TASK MATERIAL:
════════════════

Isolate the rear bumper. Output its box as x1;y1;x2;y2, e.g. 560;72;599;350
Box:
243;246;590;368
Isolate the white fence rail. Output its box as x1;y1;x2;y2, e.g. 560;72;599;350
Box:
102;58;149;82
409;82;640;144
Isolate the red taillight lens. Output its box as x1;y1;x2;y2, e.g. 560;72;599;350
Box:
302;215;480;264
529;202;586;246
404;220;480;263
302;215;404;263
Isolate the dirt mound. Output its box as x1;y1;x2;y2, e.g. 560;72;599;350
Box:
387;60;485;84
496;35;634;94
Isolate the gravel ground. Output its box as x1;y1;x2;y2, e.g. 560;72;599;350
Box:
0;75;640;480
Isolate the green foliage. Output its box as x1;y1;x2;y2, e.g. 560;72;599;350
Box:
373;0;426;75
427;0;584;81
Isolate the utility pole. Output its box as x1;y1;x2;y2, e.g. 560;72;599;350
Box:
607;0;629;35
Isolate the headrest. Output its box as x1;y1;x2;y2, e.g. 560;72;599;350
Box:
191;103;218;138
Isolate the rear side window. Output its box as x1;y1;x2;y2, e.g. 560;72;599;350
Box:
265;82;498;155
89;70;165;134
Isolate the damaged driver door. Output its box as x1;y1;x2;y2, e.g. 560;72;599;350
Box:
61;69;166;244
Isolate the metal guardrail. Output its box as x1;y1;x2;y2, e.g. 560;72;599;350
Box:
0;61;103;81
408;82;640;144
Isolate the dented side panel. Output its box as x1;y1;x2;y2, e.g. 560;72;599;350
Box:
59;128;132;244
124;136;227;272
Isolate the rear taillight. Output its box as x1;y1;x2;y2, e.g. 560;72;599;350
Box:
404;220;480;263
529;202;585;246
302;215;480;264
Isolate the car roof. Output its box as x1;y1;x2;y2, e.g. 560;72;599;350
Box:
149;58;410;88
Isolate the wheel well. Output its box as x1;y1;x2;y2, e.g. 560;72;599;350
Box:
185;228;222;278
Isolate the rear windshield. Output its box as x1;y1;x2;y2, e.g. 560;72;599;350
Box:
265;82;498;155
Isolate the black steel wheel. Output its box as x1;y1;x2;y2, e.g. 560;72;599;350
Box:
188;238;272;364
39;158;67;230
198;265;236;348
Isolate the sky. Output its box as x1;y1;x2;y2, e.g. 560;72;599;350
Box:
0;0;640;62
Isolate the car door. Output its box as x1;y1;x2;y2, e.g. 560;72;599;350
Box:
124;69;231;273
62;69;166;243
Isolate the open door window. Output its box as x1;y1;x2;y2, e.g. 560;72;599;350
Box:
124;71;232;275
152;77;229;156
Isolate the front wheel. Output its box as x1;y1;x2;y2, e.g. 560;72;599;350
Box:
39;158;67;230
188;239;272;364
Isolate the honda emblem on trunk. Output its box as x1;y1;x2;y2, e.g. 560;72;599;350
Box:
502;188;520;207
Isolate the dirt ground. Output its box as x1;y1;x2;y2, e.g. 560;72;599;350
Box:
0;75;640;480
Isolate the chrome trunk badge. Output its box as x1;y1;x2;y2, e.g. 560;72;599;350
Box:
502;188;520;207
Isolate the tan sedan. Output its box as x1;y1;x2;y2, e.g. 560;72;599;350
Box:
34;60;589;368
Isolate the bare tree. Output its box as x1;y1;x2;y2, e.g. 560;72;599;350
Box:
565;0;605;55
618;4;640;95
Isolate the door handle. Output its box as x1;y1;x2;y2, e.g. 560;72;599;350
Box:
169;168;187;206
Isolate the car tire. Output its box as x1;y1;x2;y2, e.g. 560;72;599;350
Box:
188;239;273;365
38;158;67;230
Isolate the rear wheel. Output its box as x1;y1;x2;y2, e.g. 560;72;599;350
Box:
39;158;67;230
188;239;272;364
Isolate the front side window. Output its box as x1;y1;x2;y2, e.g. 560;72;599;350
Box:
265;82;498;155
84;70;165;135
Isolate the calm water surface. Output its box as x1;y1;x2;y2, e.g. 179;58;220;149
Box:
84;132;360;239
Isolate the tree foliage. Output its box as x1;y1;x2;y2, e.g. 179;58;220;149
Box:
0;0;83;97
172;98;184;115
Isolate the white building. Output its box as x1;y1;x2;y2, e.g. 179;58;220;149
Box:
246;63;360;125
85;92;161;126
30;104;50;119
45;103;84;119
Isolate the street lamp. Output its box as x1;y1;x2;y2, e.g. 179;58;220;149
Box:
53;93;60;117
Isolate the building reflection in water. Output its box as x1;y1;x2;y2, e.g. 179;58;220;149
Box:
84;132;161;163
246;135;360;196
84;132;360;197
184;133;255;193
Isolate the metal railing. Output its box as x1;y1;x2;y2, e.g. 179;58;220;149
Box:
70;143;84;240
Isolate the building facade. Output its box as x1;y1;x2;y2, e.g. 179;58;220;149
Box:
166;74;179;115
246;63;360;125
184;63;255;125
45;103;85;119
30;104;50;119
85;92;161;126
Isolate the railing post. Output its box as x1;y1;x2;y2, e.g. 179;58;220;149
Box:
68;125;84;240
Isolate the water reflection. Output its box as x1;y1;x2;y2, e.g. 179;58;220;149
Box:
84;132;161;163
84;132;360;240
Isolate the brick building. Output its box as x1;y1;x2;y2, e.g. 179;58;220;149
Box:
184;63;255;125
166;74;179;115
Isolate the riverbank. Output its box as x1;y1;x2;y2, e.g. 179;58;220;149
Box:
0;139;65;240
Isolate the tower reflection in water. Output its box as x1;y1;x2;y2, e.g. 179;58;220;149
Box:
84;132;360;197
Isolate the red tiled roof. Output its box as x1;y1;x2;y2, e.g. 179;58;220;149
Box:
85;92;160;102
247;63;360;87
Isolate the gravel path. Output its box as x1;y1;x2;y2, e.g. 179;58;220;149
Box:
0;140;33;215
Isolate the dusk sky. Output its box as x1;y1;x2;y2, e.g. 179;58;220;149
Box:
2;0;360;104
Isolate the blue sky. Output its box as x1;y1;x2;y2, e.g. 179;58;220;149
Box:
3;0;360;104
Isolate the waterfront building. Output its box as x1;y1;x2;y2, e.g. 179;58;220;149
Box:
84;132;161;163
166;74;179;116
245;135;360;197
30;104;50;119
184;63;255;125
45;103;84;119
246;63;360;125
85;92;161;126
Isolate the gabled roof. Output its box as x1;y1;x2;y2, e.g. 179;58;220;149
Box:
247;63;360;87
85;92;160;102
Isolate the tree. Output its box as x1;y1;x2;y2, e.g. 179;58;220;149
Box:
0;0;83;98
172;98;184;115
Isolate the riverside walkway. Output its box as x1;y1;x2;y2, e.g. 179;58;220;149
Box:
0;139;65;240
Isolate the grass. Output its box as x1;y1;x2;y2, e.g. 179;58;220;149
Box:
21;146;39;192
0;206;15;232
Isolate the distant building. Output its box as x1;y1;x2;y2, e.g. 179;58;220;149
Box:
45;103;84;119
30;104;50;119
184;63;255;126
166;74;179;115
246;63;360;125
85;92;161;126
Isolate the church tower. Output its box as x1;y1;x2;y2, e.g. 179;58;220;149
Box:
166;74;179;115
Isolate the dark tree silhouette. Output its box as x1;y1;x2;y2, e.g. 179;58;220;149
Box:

════════════════

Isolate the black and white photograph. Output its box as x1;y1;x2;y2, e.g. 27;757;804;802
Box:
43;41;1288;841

════════════════

THE PROBLEM: Set down again, unchanged and in order, the stretch of the records from the line containing "Isolate the tan" through the line containing "84;70;165;135", with both of those lines included.

OUTPUT FOR THIS TASK:
Isolate the tan sedan. Output its box as x1;y1;x2;y2, e.g. 560;72;599;350
Box:
34;60;589;368
Isolate the bare tree. Output its box as x1;y1;x2;y2, e.g. 560;72;599;350
Box:
565;0;605;55
618;4;640;95
Isolate the door handle. Output its box as x1;y1;x2;y2, e.g. 560;72;599;350
Box:
169;168;187;206
Isolate the car tire. Output its box as x1;y1;x2;y2, e.g. 560;72;599;350
Box:
188;239;273;365
38;158;67;230
Isolate the rear wheel. Output its box as x1;y1;x2;y2, e.g. 560;72;599;350
Box:
39;158;67;230
188;239;272;364
Isolate the front side window. Output its box as x1;y1;x2;y2, e.g. 560;72;599;350
Box:
265;82;498;155
84;70;165;135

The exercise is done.